(Shape annotation entries)
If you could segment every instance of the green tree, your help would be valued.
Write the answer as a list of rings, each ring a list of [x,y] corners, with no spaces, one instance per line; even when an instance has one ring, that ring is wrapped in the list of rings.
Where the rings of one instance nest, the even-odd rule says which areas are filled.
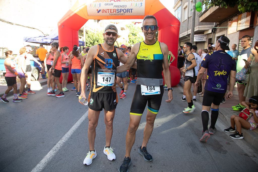
[[[103,40],[103,32],[99,31],[93,32],[88,31],[85,35],[86,45],[90,47],[104,42]]]
[[[142,31],[140,28],[132,24],[126,24],[125,26],[129,30],[128,43],[130,46],[134,45],[143,40],[143,37],[139,35],[139,33]]]
[[[233,8],[237,5],[239,11],[243,13],[258,11],[258,3],[256,0],[203,0],[203,3],[208,8],[216,6]]]

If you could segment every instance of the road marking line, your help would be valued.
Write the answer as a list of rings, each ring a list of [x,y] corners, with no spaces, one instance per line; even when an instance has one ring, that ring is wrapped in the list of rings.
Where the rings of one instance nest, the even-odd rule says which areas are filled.
[[[51,160],[57,152],[63,146],[65,142],[68,140],[74,132],[86,119],[86,117],[88,116],[88,110],[87,110],[80,119],[78,120],[74,126],[69,130],[68,132],[66,133],[66,134],[61,139],[61,140],[59,141],[52,149],[45,156],[44,158],[31,170],[31,172],[41,171],[44,169],[47,163]]]

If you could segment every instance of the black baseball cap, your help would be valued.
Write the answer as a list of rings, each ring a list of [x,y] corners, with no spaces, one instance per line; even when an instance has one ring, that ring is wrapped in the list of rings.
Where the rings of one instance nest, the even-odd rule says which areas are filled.
[[[118,33],[118,31],[117,28],[116,28],[116,26],[114,24],[109,24],[107,26],[107,27],[105,28],[105,30],[104,31],[105,31],[108,29],[114,30],[116,31],[117,33]]]
[[[228,46],[229,45],[229,39],[226,36],[222,36],[220,38],[218,41],[221,45],[221,48],[225,50],[229,50],[229,47]]]

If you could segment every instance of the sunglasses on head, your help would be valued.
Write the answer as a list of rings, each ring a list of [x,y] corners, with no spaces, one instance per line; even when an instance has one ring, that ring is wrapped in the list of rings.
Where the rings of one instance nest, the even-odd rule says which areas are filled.
[[[117,35],[117,33],[115,32],[112,32],[111,31],[104,32],[104,33],[105,35],[106,35],[108,36],[110,36],[111,34],[112,35],[112,36],[116,36]]]
[[[145,30],[149,30],[149,29],[150,28],[151,30],[155,30],[158,28],[158,26],[155,25],[145,25],[142,27],[142,29]]]

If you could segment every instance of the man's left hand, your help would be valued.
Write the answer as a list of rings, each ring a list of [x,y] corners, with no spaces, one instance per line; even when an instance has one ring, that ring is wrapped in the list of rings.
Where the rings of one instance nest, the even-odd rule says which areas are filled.
[[[167,96],[168,97],[168,99],[166,100],[166,102],[169,103],[172,101],[173,100],[173,95],[172,94],[172,91],[171,90],[168,91],[168,93],[167,93]]]

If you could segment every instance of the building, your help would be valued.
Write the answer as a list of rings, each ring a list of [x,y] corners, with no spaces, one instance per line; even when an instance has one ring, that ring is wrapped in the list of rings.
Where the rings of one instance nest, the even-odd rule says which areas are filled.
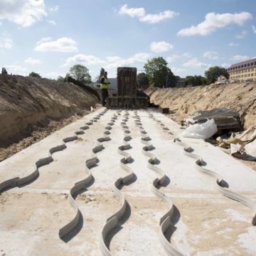
[[[227,70],[230,80],[256,81],[256,58],[233,64]]]
[[[176,82],[175,86],[176,87],[185,87],[186,86],[186,81],[184,79],[181,78],[178,75],[175,76]]]

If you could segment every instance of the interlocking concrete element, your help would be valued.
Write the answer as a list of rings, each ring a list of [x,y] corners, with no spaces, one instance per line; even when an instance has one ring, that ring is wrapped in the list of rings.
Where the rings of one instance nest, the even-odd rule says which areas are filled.
[[[126,122],[127,122],[129,119],[129,113],[126,112],[124,116],[125,118],[122,120],[123,122],[121,122],[122,127],[124,130],[124,144],[118,147],[118,153],[124,156],[120,160],[119,165],[121,169],[125,171],[128,174],[124,177],[118,178],[114,184],[113,191],[121,203],[121,208],[115,213],[107,219],[107,223],[103,227],[102,237],[100,241],[100,248],[102,255],[105,256],[112,255],[105,242],[107,234],[117,225],[118,220],[122,218],[127,210],[127,202],[119,188],[122,184],[128,183],[134,178],[134,173],[132,169],[127,166],[127,164],[132,160],[132,156],[129,153],[124,151],[125,150],[131,148],[128,142],[132,139],[132,137],[129,135],[127,135],[130,132],[129,131],[129,127],[126,125]]]
[[[152,193],[159,198],[161,199],[165,202],[169,206],[169,210],[162,216],[160,219],[160,233],[159,233],[159,240],[160,242],[164,247],[164,249],[168,255],[173,256],[181,256],[181,254],[178,250],[176,250],[168,241],[166,236],[164,235],[165,232],[169,227],[172,227],[173,224],[171,223],[171,217],[174,214],[174,203],[170,198],[166,196],[164,193],[162,193],[159,187],[159,186],[163,186],[166,181],[168,177],[166,176],[165,173],[162,169],[156,166],[157,164],[158,159],[155,154],[149,152],[151,150],[154,149],[154,146],[149,142],[151,140],[151,138],[147,135],[147,132],[144,130],[142,123],[140,122],[139,117],[137,114],[135,115],[137,120],[135,123],[139,126],[141,132],[142,139],[141,142],[146,144],[146,146],[142,147],[142,152],[144,155],[149,157],[148,160],[147,166],[149,169],[155,171],[159,175],[159,178],[156,178],[154,180],[151,186]]]
[[[94,117],[95,118],[95,120],[100,119],[100,116],[102,114],[104,114],[107,111],[107,110],[105,110],[104,111],[102,111],[101,114],[99,114],[95,117]],[[74,132],[74,136],[63,139],[60,145],[58,145],[50,148],[48,151],[48,156],[40,159],[36,161],[36,169],[32,174],[23,178],[15,177],[0,183],[0,192],[9,187],[23,186],[36,179],[36,178],[39,175],[39,168],[52,162],[53,161],[53,154],[54,153],[66,149],[66,143],[78,139],[78,135],[84,134],[84,130],[89,129],[89,127],[87,125],[92,125],[92,124],[93,122],[90,122],[90,124],[89,123],[85,124],[86,125],[81,127],[79,131],[76,131]]]
[[[203,167],[203,165],[206,164],[206,162],[203,160],[199,156],[191,153],[193,149],[189,145],[186,143],[182,142],[180,138],[176,138],[171,132],[169,132],[168,127],[165,126],[164,124],[162,124],[160,120],[157,120],[152,114],[149,114],[149,117],[152,118],[157,122],[160,124],[162,129],[164,129],[168,134],[174,139],[174,142],[176,142],[177,144],[181,146],[183,148],[183,153],[185,155],[192,157],[196,159],[195,162],[195,169],[201,174],[210,176],[215,181],[214,186],[215,189],[223,196],[226,196],[229,198],[235,200],[240,203],[243,203],[246,206],[249,207],[252,211],[252,225],[256,225],[256,205],[252,200],[250,198],[240,195],[238,193],[233,192],[228,188],[224,187],[225,181],[223,179],[222,176],[215,171],[209,170],[208,169]]]
[[[207,168],[203,167],[203,165],[206,164],[206,162],[199,156],[191,153],[193,149],[191,146],[189,146],[185,143],[183,143],[178,138],[175,139],[175,142],[183,147],[184,154],[186,156],[196,159],[195,169],[197,171],[198,171],[202,174],[210,176],[213,179],[213,181],[215,181],[214,186],[220,194],[229,198],[242,203],[252,210],[252,225],[256,225],[256,205],[250,198],[247,198],[244,196],[240,195],[235,192],[231,191],[228,188],[223,187],[225,181],[223,181],[222,176],[215,171],[209,170]]]
[[[114,117],[115,117],[116,115],[114,114]],[[97,117],[97,119],[100,119],[100,117]],[[113,118],[112,118],[112,120]],[[114,122],[108,123],[108,125],[114,125]],[[92,179],[92,175],[90,171],[90,169],[92,169],[97,162],[98,161],[98,159],[97,158],[97,153],[100,152],[100,151],[104,149],[104,146],[102,144],[102,142],[107,142],[110,140],[110,137],[108,137],[105,132],[106,131],[110,129],[110,127],[111,128],[111,126],[107,126],[105,127],[105,132],[103,137],[98,138],[97,139],[97,146],[94,147],[92,149],[92,158],[86,160],[85,161],[85,172],[87,174],[87,176],[82,181],[80,181],[75,184],[75,186],[71,188],[69,194],[68,194],[68,201],[71,205],[71,206],[73,208],[75,212],[75,218],[69,222],[67,225],[65,225],[63,228],[60,228],[59,230],[59,237],[60,238],[65,237],[66,235],[68,235],[69,233],[70,233],[73,229],[75,229],[80,221],[80,211],[78,207],[78,205],[74,199],[74,194],[77,193],[79,191],[80,191],[82,188],[85,188],[88,186],[88,185],[90,183]]]

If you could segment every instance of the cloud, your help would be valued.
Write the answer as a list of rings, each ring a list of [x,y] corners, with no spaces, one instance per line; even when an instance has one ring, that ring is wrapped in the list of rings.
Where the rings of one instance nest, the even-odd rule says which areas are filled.
[[[152,42],[150,45],[151,50],[154,53],[164,53],[171,50],[174,46],[165,41]]]
[[[181,74],[183,72],[186,71],[186,69],[172,67],[171,68],[171,70],[174,75],[176,75],[176,74]]]
[[[208,58],[210,60],[218,60],[219,58],[219,53],[214,51],[207,51],[203,53],[203,57]]]
[[[0,48],[11,49],[13,47],[13,41],[5,34],[0,36]]]
[[[229,46],[238,46],[239,43],[230,43],[228,44]]]
[[[51,25],[56,25],[55,21],[53,21],[53,20],[47,20],[47,22]]]
[[[43,38],[36,44],[35,50],[37,51],[60,53],[78,51],[76,42],[67,37],[63,37],[56,41],[52,41],[51,38]]]
[[[252,28],[253,33],[256,33],[256,26],[252,25]]]
[[[191,68],[208,68],[210,67],[210,64],[201,63],[199,60],[198,60],[196,58],[193,58],[190,59],[188,62],[183,63],[182,65],[183,67]]]
[[[49,78],[49,79],[57,79],[59,75],[63,78],[65,78],[65,74],[61,74],[61,73],[57,73],[55,71],[42,74],[42,77]]]
[[[143,7],[141,8],[127,8],[127,4],[123,5],[119,9],[119,14],[128,15],[132,18],[143,17],[145,16],[146,11]]]
[[[128,8],[127,4],[123,5],[119,11],[121,15],[128,15],[132,18],[138,18],[142,22],[149,23],[157,23],[166,19],[175,18],[179,15],[179,13],[173,11],[164,11],[157,14],[146,14],[143,7]]]
[[[46,16],[43,0],[0,1],[0,20],[6,19],[23,27],[30,26]]]
[[[247,33],[247,31],[243,31],[240,34],[235,35],[235,38],[238,39],[242,39],[245,37],[245,36]]]
[[[231,58],[231,60],[249,60],[250,57],[247,55],[236,55]]]
[[[77,54],[73,57],[68,58],[62,67],[71,65],[75,63],[82,63],[85,65],[101,65],[105,68],[115,68],[124,65],[129,66],[137,63],[145,63],[149,57],[149,54],[145,53],[138,53],[130,58],[124,59],[119,56],[109,56],[106,60],[102,60],[91,55]]]
[[[31,57],[29,57],[27,59],[26,59],[24,60],[24,63],[28,63],[28,64],[31,64],[31,65],[39,65],[39,64],[43,63],[41,60],[34,59]]]
[[[205,20],[197,26],[192,25],[190,28],[186,28],[178,32],[178,36],[207,36],[215,31],[218,28],[222,28],[228,25],[235,23],[240,26],[249,19],[252,18],[252,15],[248,12],[242,11],[239,14],[215,14],[208,13]]]
[[[59,6],[54,6],[53,7],[49,8],[49,11],[50,12],[55,12],[59,9]]]
[[[26,75],[27,69],[19,65],[6,65],[4,66],[9,74]]]
[[[178,13],[173,11],[164,11],[159,14],[146,14],[139,18],[139,21],[149,23],[157,23],[166,19],[175,18],[179,15]]]
[[[102,60],[99,58],[92,55],[85,55],[85,54],[77,54],[73,57],[70,57],[67,59],[65,64],[63,67],[73,65],[74,63],[82,63],[87,65],[107,65],[107,62]]]
[[[171,63],[171,62],[173,62],[174,60],[181,59],[182,58],[191,58],[191,57],[192,56],[188,53],[183,53],[181,55],[173,54],[172,55],[171,55],[169,57],[167,57],[166,60],[169,63]]]

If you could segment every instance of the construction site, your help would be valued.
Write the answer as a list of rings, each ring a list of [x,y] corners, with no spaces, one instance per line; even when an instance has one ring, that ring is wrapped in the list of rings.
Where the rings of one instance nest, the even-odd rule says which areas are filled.
[[[0,75],[1,255],[255,255],[256,82],[138,96],[136,72],[107,107]]]

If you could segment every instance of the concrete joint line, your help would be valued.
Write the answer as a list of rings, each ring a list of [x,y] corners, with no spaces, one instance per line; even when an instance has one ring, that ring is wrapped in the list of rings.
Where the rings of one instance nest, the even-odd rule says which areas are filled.
[[[174,142],[176,142],[178,145],[182,146],[183,148],[183,153],[185,155],[192,157],[196,159],[195,162],[195,169],[201,174],[210,176],[215,181],[214,187],[215,189],[223,196],[226,196],[229,198],[237,201],[241,203],[243,203],[246,206],[249,207],[252,211],[252,225],[256,225],[256,204],[250,198],[247,197],[240,195],[235,192],[230,191],[228,188],[223,187],[224,181],[222,176],[218,173],[209,170],[202,165],[203,164],[207,164],[205,162],[203,159],[201,159],[199,156],[191,153],[193,149],[189,146],[189,145],[186,143],[182,142],[181,139],[176,138],[171,132],[169,132],[169,129],[165,126],[165,124],[162,124],[160,120],[157,120],[152,114],[149,114],[149,117],[157,122],[160,124],[162,129],[168,132],[168,134],[174,139]]]
[[[126,112],[126,114],[124,114],[126,116],[129,116],[129,113]],[[102,236],[100,241],[100,248],[103,255],[105,256],[111,256],[112,255],[110,249],[107,247],[105,240],[107,237],[107,234],[109,232],[113,229],[118,223],[118,221],[122,218],[122,217],[124,215],[124,214],[126,212],[127,209],[127,202],[125,199],[125,197],[124,194],[121,192],[120,189],[119,188],[122,184],[125,184],[133,179],[134,178],[134,173],[132,170],[132,169],[127,166],[127,164],[131,161],[132,156],[129,155],[129,153],[125,152],[125,150],[127,150],[131,148],[128,142],[132,139],[132,137],[130,136],[127,136],[127,132],[129,132],[129,128],[126,126],[126,122],[128,121],[127,119],[123,123],[121,123],[121,125],[123,127],[126,127],[124,131],[124,139],[123,139],[123,143],[124,144],[119,146],[118,147],[117,151],[119,154],[122,156],[124,156],[124,157],[121,159],[120,160],[120,167],[122,169],[123,169],[124,171],[126,171],[128,174],[125,176],[124,177],[119,178],[114,184],[113,191],[121,203],[121,208],[113,215],[112,215],[110,217],[109,217],[107,219],[107,223],[104,225],[102,230]]]
[[[105,127],[105,129],[106,130],[107,127]],[[98,138],[97,139],[97,145],[95,146],[92,149],[92,158],[86,160],[85,161],[85,172],[87,174],[87,176],[82,181],[80,181],[75,184],[75,186],[70,189],[70,191],[68,194],[68,201],[74,209],[75,212],[75,215],[74,218],[69,222],[68,224],[66,224],[63,228],[60,228],[59,230],[59,237],[60,238],[62,238],[65,237],[66,235],[70,233],[73,230],[74,230],[80,222],[80,211],[78,208],[78,206],[75,201],[74,198],[74,194],[77,193],[79,191],[80,191],[82,188],[85,188],[86,187],[88,187],[90,183],[91,183],[91,181],[93,178],[92,173],[90,171],[90,169],[95,166],[95,164],[98,161],[98,159],[97,157],[97,153],[101,151],[105,148],[103,146],[102,142],[107,142],[110,140],[110,138],[108,136],[106,136],[106,134],[104,134],[104,137],[101,138]]]
[[[186,156],[191,157],[196,159],[195,161],[195,169],[199,171],[201,174],[210,176],[215,182],[214,187],[221,195],[226,196],[229,198],[235,200],[241,203],[243,203],[246,206],[249,207],[252,211],[252,225],[256,225],[256,204],[250,198],[240,195],[238,193],[233,192],[228,188],[224,188],[223,184],[225,183],[222,176],[212,171],[209,170],[207,168],[203,166],[203,164],[207,164],[199,156],[191,153],[193,149],[189,146],[188,144],[181,142],[179,138],[174,139],[178,145],[181,146],[183,148],[183,153]]]
[[[149,169],[157,173],[159,176],[159,178],[156,178],[154,180],[151,185],[151,191],[154,196],[161,199],[164,203],[167,204],[169,207],[168,211],[164,215],[164,216],[161,218],[159,221],[159,240],[166,253],[168,255],[181,256],[182,255],[182,254],[181,254],[171,245],[171,244],[166,239],[166,237],[164,235],[169,228],[174,226],[173,223],[171,223],[171,218],[174,214],[174,206],[171,199],[166,196],[164,193],[162,193],[158,188],[159,187],[159,186],[163,186],[168,177],[162,169],[161,169],[158,166],[156,166],[156,164],[158,161],[157,157],[155,154],[149,152],[149,151],[154,149],[154,146],[149,142],[151,139],[149,136],[147,136],[147,133],[144,131],[142,126],[140,126],[139,129],[141,131],[141,135],[142,137],[141,142],[143,144],[146,144],[146,146],[142,147],[142,152],[144,155],[149,157],[149,159],[148,160],[147,167]]]
[[[103,115],[106,112],[107,112],[106,110],[104,110],[101,113],[102,114],[101,115]],[[100,117],[101,115],[98,114],[96,117],[100,118]],[[35,163],[36,169],[35,169],[35,171],[32,174],[31,174],[25,177],[23,177],[23,178],[15,177],[15,178],[11,178],[11,179],[9,179],[7,181],[4,181],[0,183],[0,192],[9,187],[14,188],[16,186],[23,186],[23,185],[27,184],[28,183],[30,183],[30,182],[33,181],[33,180],[35,180],[39,175],[38,169],[41,166],[43,166],[46,164],[48,164],[51,163],[52,161],[53,161],[53,158],[52,155],[54,153],[66,149],[67,148],[67,145],[66,145],[67,142],[73,142],[74,140],[78,139],[78,135],[84,134],[85,132],[83,130],[89,129],[89,127],[87,125],[91,125],[91,124],[88,124],[88,123],[86,123],[85,124],[87,124],[87,125],[81,127],[80,128],[79,131],[75,132],[74,136],[68,137],[63,139],[62,144],[60,145],[58,145],[58,146],[50,148],[48,151],[48,156],[40,159],[38,161],[36,161]]]

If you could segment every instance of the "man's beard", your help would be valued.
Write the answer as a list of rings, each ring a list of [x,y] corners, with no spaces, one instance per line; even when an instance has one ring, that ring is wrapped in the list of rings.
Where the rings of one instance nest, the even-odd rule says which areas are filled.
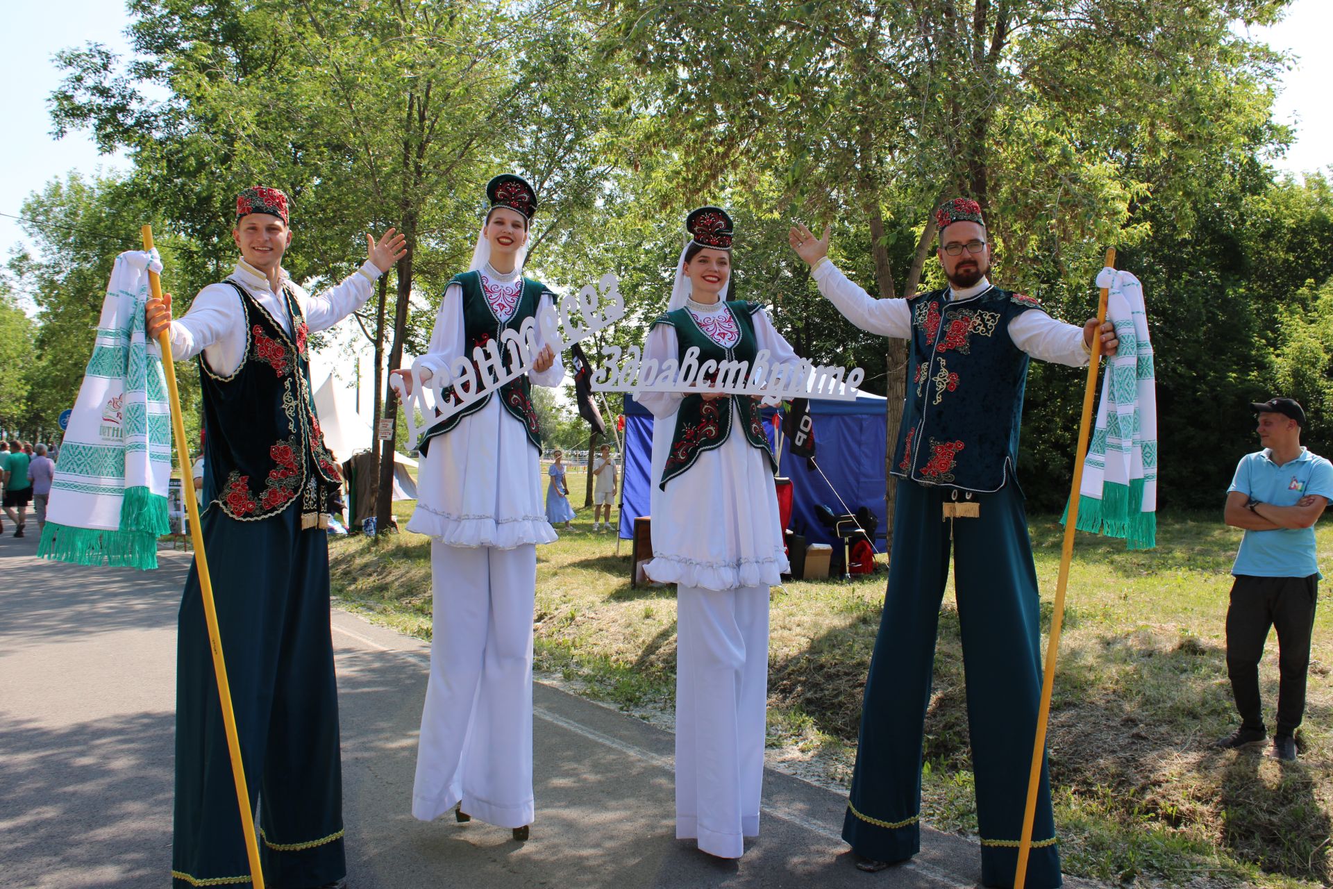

[SHORT TASK]
Give the number of lines in the data above that contain the word "concrete", and nothing else.

[EXPECTED OUTPUT]
2